**Exercise description**
When you retype the entries, keep each one exact and leave out the pictures.

======== Given records ========

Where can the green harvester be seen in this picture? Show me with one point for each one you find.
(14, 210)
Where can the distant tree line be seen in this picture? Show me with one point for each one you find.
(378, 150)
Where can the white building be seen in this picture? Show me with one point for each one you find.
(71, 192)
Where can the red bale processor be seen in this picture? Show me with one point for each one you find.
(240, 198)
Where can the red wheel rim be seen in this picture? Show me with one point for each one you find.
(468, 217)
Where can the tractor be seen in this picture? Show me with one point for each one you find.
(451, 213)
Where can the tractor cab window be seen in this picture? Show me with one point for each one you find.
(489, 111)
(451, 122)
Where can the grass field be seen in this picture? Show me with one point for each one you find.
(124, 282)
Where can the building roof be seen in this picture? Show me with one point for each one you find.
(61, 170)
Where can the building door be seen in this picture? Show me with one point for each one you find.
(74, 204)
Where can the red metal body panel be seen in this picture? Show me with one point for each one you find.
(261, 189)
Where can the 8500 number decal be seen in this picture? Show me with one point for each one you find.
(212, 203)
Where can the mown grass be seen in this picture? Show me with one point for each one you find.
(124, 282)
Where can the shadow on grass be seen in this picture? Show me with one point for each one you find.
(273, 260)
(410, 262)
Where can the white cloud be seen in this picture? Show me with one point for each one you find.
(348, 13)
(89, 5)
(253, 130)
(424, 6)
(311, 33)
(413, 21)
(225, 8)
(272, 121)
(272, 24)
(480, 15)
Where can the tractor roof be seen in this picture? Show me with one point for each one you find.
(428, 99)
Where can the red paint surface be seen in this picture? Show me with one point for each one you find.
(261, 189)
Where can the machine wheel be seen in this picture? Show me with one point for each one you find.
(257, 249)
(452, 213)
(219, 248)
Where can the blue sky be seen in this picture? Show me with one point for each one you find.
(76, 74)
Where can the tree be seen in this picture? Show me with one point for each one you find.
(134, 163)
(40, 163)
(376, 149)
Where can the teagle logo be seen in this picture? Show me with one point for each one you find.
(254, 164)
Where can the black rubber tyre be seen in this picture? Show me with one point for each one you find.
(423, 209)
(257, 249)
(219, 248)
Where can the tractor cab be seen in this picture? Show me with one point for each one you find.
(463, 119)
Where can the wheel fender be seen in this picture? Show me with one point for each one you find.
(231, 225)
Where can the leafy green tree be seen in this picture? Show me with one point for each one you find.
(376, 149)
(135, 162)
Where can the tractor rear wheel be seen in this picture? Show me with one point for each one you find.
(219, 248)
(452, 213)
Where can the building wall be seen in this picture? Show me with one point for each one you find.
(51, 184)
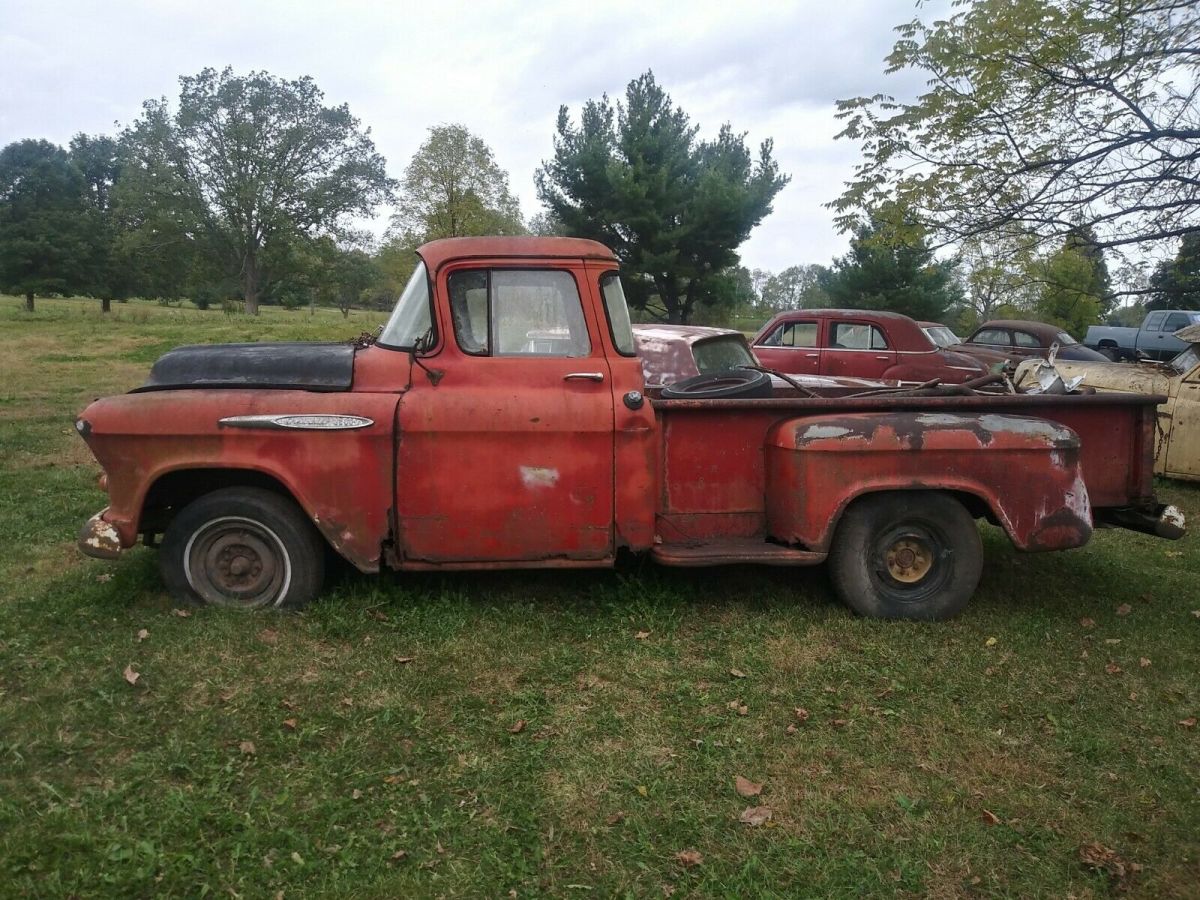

========

**Task response**
Where can the green harvester be seen in this picture? Show me with one point for each one you find.
(14, 210)
Where can the distant tree line be seen in this picture? Show me with one point for each one you find.
(378, 150)
Where can the white building be seen in this picture? Show me with one point for each one you find.
(71, 192)
Where can the red bale processor be seen in this picture? Show me with one point for each one you find.
(240, 198)
Where can the red wheel rim be seen in this picture? Show me with one point for each one you find.
(468, 217)
Where can the tractor be seen in this picture? Show me with one point for each one you find.
(451, 213)
Where can the tractor cab window be seen in this picture? Show me with one point for each one you find.
(489, 111)
(451, 122)
Where can the grass field be seen in this picture? Show me with one point for each one you find.
(124, 282)
Where can the building roof be seen in this picture? Show me with one point for each one you find.
(61, 170)
Where can the building door be seen in this picture? Show me with one point for each one you find.
(74, 204)
Where can the red metal body panel be seen in this picture? Show me with one point for each one you find.
(261, 189)
Where can the 8500 number decal be seen in this picture? Show me with one point for each one you find.
(212, 203)
Where can the mown grass be seen in this picture? Show me with one point for each one you find.
(124, 282)
Where can the shadow on grass be seen in this picture? Show me with one point for each one you find.
(273, 260)
(410, 262)
Where can the white cloud be seen in this picture? Show me with one point for each one you find.
(348, 13)
(89, 5)
(253, 130)
(424, 6)
(311, 33)
(413, 21)
(225, 8)
(272, 121)
(272, 24)
(480, 15)
Where can the tractor roof be seen in this picture? Show me with one point for each one you find.
(428, 99)
Where can the red paint surface be seen in this picture? Show me with one point for each one you find.
(261, 189)
Where can the machine wheel be seen in this picture? Show me with one point for each one you find.
(257, 249)
(452, 213)
(219, 248)
Where can the blue sky be seen in this picture? Show me with one point for each one you find.
(76, 74)
Where can the tree be seen in this picture? Show me with one point for each one you find.
(134, 163)
(40, 163)
(376, 149)
Where can the teagle logo be seen in this picture? Show me with one point for each one you find.
(254, 164)
Where can the black rubber tyre be seen in this picture? Show me with one point for each one you find.
(423, 209)
(257, 249)
(219, 248)
Where can the tractor cab be seen in this picture? Show me with one point for each one you find.
(463, 119)
Where can the wheel fender be seen in this picture? Show me with one point for each one you find.
(231, 225)
Where can the leafy green tree be seen in this picture? Show me with one point for each one you find.
(376, 149)
(135, 162)
Where can the tractor rear wheel be seen in this picture? Show me with one point for each one you find.
(219, 248)
(452, 213)
Where can the building wall be seen in this picture? Show me with one point for each one you find.
(51, 184)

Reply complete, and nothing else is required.